**YOUR GOAL**
Which of the lines below contain the string "window"? Pull each one out of the data.

**RECORDED INFORMATION**
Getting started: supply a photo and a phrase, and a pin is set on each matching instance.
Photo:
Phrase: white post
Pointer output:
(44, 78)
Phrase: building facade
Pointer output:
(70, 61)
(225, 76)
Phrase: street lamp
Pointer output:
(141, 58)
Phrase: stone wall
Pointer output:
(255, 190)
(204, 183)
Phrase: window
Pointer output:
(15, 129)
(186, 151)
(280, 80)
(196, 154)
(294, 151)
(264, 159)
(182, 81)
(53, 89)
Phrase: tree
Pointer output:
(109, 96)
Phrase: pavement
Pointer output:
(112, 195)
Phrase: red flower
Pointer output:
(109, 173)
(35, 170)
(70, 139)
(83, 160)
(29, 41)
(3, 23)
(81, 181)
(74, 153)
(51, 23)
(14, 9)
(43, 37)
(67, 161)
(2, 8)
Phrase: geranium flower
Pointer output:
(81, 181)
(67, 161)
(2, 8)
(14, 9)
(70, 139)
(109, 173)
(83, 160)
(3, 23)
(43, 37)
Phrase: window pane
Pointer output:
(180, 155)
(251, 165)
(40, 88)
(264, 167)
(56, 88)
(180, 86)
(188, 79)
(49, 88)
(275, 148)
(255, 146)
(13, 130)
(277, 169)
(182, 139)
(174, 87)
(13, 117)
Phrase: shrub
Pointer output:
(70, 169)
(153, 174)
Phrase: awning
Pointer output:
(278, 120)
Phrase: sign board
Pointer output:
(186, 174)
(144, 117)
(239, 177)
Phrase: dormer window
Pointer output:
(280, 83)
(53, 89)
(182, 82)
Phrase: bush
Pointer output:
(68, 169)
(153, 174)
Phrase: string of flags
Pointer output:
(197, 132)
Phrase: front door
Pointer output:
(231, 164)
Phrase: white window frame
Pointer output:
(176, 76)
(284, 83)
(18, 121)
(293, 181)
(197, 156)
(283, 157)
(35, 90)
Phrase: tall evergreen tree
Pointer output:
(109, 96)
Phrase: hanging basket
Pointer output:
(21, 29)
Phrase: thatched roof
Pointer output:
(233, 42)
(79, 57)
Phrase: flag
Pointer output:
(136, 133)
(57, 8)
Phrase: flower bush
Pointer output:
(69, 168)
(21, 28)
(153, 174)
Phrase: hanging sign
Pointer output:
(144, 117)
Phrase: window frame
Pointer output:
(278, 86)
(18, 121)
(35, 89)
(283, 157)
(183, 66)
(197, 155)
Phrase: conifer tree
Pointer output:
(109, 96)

**SOLUTION TO THIS EXERCISE**
Phrase: window
Phrase: window pane
Phrase: dormer window
Phrase: white window frame
Phrase: window frame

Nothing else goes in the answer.